Copy the listing below word for word, keeping every line unchanged.

——

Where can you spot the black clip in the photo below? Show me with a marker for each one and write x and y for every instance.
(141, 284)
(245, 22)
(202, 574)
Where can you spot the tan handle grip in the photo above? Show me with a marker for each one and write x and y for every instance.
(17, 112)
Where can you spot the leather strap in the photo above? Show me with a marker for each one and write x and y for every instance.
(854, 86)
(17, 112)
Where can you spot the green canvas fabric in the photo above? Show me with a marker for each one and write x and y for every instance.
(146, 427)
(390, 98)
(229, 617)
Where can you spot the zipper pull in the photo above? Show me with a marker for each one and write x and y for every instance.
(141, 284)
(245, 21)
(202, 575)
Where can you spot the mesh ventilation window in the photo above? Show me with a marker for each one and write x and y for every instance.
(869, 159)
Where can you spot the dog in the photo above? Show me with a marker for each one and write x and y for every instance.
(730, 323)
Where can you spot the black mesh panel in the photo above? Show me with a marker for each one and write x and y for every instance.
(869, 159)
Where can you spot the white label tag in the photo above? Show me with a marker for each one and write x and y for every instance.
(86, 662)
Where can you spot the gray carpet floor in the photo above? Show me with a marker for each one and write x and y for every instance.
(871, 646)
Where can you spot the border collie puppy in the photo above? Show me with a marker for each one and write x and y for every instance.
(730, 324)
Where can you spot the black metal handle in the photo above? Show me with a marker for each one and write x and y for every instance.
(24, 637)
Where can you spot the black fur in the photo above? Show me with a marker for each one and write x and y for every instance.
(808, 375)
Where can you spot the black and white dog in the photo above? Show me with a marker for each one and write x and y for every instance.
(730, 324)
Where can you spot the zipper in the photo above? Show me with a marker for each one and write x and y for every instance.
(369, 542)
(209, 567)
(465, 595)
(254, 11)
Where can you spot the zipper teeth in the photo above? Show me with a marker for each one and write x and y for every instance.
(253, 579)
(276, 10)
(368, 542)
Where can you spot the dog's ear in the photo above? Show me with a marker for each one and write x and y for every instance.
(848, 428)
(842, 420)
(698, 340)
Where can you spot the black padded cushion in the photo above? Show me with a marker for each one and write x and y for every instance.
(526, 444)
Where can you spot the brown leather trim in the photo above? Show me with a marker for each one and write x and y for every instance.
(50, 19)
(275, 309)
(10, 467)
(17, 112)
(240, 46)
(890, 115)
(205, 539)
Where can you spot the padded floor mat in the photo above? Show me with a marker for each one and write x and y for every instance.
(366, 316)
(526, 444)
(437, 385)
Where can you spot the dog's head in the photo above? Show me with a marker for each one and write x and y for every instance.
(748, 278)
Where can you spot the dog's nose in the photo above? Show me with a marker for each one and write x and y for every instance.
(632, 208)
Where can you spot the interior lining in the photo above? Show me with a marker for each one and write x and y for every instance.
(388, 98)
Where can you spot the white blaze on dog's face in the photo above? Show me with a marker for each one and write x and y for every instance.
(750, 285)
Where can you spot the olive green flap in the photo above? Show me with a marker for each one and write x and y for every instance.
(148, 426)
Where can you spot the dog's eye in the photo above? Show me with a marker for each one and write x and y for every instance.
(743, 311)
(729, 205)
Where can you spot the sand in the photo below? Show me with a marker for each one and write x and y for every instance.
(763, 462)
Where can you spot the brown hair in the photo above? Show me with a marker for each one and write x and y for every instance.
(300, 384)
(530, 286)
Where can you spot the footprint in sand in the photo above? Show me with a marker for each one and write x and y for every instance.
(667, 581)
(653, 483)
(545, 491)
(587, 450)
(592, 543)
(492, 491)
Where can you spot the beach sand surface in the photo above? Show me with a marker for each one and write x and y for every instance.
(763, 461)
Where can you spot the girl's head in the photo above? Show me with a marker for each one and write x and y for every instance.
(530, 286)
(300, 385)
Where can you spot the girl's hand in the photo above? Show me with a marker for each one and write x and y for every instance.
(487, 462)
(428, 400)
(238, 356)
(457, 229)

——

▶ [Exercise answer]
Where can you spot the black clip in the photo below? Show me with a marker for each one and write x and y for every instance.
(141, 284)
(245, 22)
(202, 574)
Where can you spot the tan handle grip in the photo above? Show me with a marker for each one and write x and y for every instance.
(17, 112)
Where can you spot the leather strap in the photo above? Show me with a marker for each one and write x and y for every instance.
(854, 86)
(17, 112)
Where can you spot the green canvas fabric in the photo above? Show me with a marker for each one and write x and y for every instance.
(146, 427)
(390, 98)
(229, 617)
Where can you spot the zipper pull in the photo above? Show me with a marker for each one and write x and y for every instance.
(141, 284)
(245, 21)
(202, 575)
Where can you spot the mesh ventilation window in the photo above? Show me with a marker for each one and write x and y for every instance.
(869, 159)
Where can you spot the dog in the photo above? Show me with a marker for each one and write x and y for every instance.
(730, 323)
Where can you spot the black mesh panel in the photo above? Show me with a marker for each one and write x and y for every instance.
(869, 159)
Where can you spot the white label tag in the photo above? Show me with a marker for each one and write x and y for every instance.
(86, 662)
Where can you spot the gray carpet floor in the photo above? Show me with a marker for each one and write x and y for every instance.
(871, 646)
Where can you spot the border collie puppy in the photo above? Show me with a marker for each one and write x and y for every instance.
(730, 324)
Where can you spot the black metal handle in the photo above? Show me with a marker for each one and write x and y for every instance.
(24, 637)
Where can you spot the black fur in the photo above? Show me with a marker for each one and write x and y for every instance.
(808, 375)
Where can you spot the black and white dog in the photo above? Show me with a marker for each one and write x and y for every instance.
(730, 324)
Where can you spot the zipper in the photo above? Show me with a marker for each one and write x and y for every instance.
(369, 542)
(209, 567)
(465, 595)
(254, 11)
Where can you spot the zipper teeth in the photo above? Show me with a marker for each one and write x and y for every instance.
(253, 579)
(276, 10)
(368, 542)
Where can you spot the dog's ear in the photo above? Show me with a marker for each one and write x and y for every instance.
(848, 428)
(842, 420)
(698, 340)
Where can you spot the black padded cushion in the photo above? Show me with a marker for each one and write x and y for every instance.
(526, 444)
Where can you spot the brown leather trim in the photo above? Show me with a marker for each one and write x and y for every instance.
(50, 19)
(275, 309)
(10, 467)
(17, 112)
(240, 46)
(890, 115)
(205, 539)
Where can you spot the padded floor mat in the photo above? Show me with a marker for each one and write x and y for every instance.
(366, 316)
(526, 444)
(437, 385)
Where can you spot the dog's head in the photo above? Show me with a marker for each one and write x and y for every instance.
(748, 278)
Where can you spot the dog's nose in the photo above? Show me with a marker for each one and write x and y for every instance.
(632, 208)
Where can you spot the interior lining in the photo above? Show me with a marker for each one and write x and y for every instance.
(388, 98)
Where can you spot the white blaze on dog's face in the photo above? Show me with a marker for each one and write x and y for every instance.
(750, 285)
Where can you spot the olive green flap in the photo above? Show me with a marker for each one and write x and y for every instance.
(148, 426)
Where can you spot the dog's eye in the photo above? Show me with a marker for each one and write x and y for every instance.
(743, 311)
(729, 205)
Where can you spot the sand in the photo below? Show me with a marker for each one and write x and y for every instance.
(763, 462)
Where can you spot the brown hair in the photo above? Show me with a marker for each one and write x and y for every instance.
(300, 384)
(530, 286)
Where can you spot the footprint in sand in the photo above? Show me with a marker for each one and write x and y for every instance.
(667, 581)
(653, 483)
(545, 491)
(587, 450)
(592, 543)
(492, 491)
Where can you spot the beach sand surface in the photo above? Show me with a marker for each one and write x and y for every instance.
(763, 461)
Where can you spot the girl's head in the photo above? Show me with a marker for each one and write x and y for every instance.
(530, 286)
(300, 385)
Where can you spot the girl's hand in the photo above? Show me with a marker for each one and write x and y for every instance.
(487, 462)
(428, 400)
(238, 356)
(457, 229)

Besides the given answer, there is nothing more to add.